*SOURCE TEXT:*
** BEGIN **
4 Code and data availability

The IAPv4 global ocean temperature product is available at https://doi.org/10.12157/IOCAS.20240117.002 (Cheng et al., 2024a) and http://www.ocean.iap.ac.cn/, last access: 1 May 2024.

The IAPv4 global ocean heat content product is available at https://doi.org/10.12157/IOCAS.20240117.001 (Cheng et al., 2024b) and http://www.ocean.iap.ac.cn/.

The code used in this paper includes data quality control bias corrections, and the resultant dataset is available at http://www.ocean.iap.ac.cn/.

The data used in this study (but not generated by this work) are listed below. The IAP data are available at http://www.ocean.iap.ac.cn/. The NCEI/NOAA data are available at https://www.ncei.noaa.gov/products/ (Levitus et al., 2012, NOAA National Centers for Environmental Information, last access: 15 May 2024). The ISH data are available at https://www.data.jma.go.jp/gmd/kaiyou/english/ohc/ohc_global_en.html (Ishii et al., 2017, last access: 10 May 2024). The EN4 data are available at https://www.metoffice.gov.uk/hadobs/en4/index.html (Good et al., 2013; last access: 10 May 2024). For SSTs, there are ERSSTv5 (https://www1.ncdc.noaa.gov/pub/data/cmb/ersst/v5/netcdf/, Huang et al., 2017, last access: 10 January 2024), COBE2 (https://psl.noaa.gov/data/gridded/data.cobe2.html, Hirahara et al., 2014, last access: 10 January 2014), and HadISST (https://www.metoffice.gov.uk/hadobs/hadisst/, Rayner et al., 2003, last access: 10 January 2024). For sea level data, there are AVISO + GMSL (https://www.aviso.altimetry.fr/en/data/, last access: 10 July 2023), JPL GRACE (https://grace.jpl.nasa.gov/data/get-data/jpl_global_mascons/, Watkins et al., 2015, last access: 3 August 2023), and Frederikse et al. (2020) (https://zenodo.org/records/3862995, last access: 2 February 2023). The data in von Schuckmann et al. (2023) are available at https://www.wdc-climate.de/ui/entry?acronym=GCOS_EHI_1960-2020 (von Schuckmann et al., 2022; last access: 2 February 2023). Argo data were collected and made freely available by the International Argo Program and the national programs that contribute to it (https://argo.ucsd.edu, https://www.ocean-ops.org, Argo, 2000; last access: 1 December 2023). DEEP-C data are available at https://doi.org/10.17864/1947.000347 (Liu and Allan, 2022; last access: 20 April 2024). CERES data are available at https://asdc.larc.nasa.gov/project/CERES (Loeb et al., 2021; last access: 20 April 2024). GIOMAS ice volume data are available at https://psc.apl.washington.edu/zhang/Global_seaice/data.html (Zhang and Rothrock, 2003; last access: 20 April 2024). SCRIPPS data are available at http://sio-argo.ucsd.edu/RG_Climatology.html (Roemmich and Gilson, 2009; last access: 10 May 2024). BOA data are available at https://argo.ucsd.edu/data/argo-data-products/ (Li et al., 2017; last access: 10 May 2024).
** END **
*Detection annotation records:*
** BEGIN **
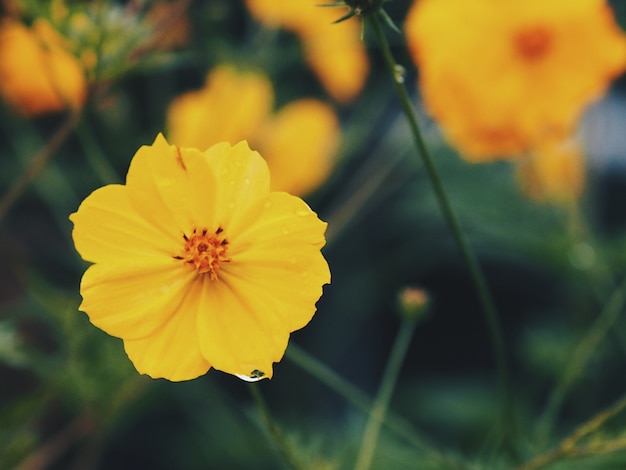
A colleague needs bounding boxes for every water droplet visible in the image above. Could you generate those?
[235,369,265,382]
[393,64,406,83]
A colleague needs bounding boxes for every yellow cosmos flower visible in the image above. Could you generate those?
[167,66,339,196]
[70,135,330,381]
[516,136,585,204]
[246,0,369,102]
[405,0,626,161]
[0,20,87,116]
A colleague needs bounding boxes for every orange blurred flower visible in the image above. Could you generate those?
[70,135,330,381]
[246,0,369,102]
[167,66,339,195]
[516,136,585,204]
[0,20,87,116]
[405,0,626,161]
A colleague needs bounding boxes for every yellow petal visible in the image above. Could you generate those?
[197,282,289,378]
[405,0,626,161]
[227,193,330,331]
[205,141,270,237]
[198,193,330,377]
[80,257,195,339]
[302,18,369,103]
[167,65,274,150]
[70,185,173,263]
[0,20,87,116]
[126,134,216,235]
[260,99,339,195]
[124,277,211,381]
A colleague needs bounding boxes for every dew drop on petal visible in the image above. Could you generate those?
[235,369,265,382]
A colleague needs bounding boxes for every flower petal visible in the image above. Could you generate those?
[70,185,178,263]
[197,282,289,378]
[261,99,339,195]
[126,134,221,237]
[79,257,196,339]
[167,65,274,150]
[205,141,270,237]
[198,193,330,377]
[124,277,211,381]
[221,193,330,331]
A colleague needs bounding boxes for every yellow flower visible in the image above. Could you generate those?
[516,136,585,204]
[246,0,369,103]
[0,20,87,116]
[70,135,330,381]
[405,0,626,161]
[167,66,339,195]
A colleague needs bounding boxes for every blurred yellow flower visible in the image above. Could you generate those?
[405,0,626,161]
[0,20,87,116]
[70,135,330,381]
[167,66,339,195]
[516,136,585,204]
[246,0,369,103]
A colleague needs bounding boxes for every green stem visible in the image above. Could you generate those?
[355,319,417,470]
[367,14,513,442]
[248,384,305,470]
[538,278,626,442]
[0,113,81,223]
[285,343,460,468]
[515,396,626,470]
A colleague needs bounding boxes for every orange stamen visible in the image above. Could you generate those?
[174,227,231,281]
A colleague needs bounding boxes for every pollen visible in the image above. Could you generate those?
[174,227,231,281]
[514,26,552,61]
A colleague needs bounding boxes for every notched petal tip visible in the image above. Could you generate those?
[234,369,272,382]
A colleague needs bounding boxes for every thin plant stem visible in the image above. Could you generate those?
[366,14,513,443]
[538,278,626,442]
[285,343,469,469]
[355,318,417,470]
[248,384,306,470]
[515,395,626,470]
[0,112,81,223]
** END **
** BEGIN **
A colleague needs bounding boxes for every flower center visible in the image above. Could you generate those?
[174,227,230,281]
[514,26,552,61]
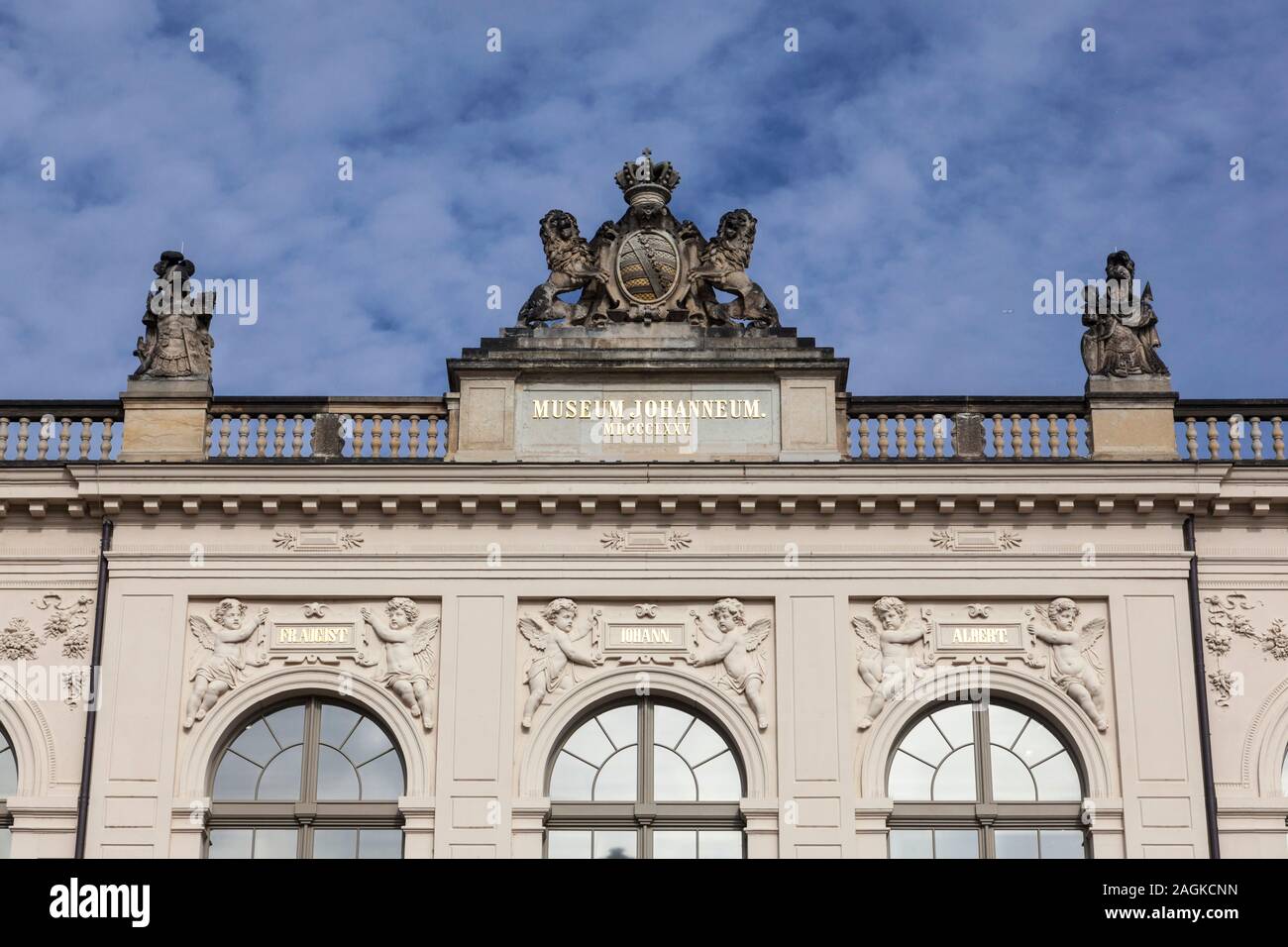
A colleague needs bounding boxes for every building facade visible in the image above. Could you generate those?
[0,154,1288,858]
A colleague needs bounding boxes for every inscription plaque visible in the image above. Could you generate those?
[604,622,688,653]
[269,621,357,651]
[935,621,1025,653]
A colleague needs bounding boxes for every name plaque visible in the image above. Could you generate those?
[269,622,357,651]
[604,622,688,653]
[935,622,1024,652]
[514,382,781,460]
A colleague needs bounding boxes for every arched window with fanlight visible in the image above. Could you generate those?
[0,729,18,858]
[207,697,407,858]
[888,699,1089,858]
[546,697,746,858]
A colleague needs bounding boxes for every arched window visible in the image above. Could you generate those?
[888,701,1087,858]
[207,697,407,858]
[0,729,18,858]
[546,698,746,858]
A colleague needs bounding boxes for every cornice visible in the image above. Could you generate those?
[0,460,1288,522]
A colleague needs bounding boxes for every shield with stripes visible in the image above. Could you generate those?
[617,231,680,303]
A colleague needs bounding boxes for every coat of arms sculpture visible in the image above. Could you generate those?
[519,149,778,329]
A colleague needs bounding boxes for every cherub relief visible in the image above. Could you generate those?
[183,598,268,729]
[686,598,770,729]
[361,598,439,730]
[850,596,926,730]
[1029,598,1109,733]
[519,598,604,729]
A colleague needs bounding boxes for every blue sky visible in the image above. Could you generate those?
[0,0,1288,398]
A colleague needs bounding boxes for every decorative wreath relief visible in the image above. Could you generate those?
** END **
** BEGIN **
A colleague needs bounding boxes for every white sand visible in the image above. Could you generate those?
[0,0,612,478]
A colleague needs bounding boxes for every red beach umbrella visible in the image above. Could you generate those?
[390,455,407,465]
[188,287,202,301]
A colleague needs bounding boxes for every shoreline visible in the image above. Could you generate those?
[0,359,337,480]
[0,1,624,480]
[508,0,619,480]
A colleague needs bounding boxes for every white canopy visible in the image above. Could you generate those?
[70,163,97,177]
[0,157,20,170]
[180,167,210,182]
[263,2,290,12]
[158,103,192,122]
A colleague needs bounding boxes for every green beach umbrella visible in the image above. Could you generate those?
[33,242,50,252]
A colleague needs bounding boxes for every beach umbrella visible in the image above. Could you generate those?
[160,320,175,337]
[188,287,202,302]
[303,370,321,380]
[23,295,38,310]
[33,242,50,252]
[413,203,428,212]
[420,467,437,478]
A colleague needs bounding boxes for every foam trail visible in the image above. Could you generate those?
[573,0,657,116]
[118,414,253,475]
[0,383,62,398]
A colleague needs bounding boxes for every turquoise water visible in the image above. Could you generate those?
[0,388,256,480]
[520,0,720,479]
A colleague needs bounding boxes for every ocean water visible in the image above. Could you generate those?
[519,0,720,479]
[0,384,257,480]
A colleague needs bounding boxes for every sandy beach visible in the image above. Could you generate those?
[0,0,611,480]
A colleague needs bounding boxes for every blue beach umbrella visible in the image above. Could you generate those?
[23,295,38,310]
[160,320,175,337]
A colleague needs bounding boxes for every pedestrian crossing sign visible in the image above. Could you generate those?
** END **
Output the passage of the data availability section above, from "The IAPv4 global ocean temperature" up to and including "last access: 1 May 2024.".

*TASK ANSWER:*
The IAPv4 global ocean temperature product is available at https://doi.org/10.12157/IOCAS.20240117.002 (Cheng et al., 2024a) and http://www.ocean.iap.ac.cn/, last access: 1 May 2024.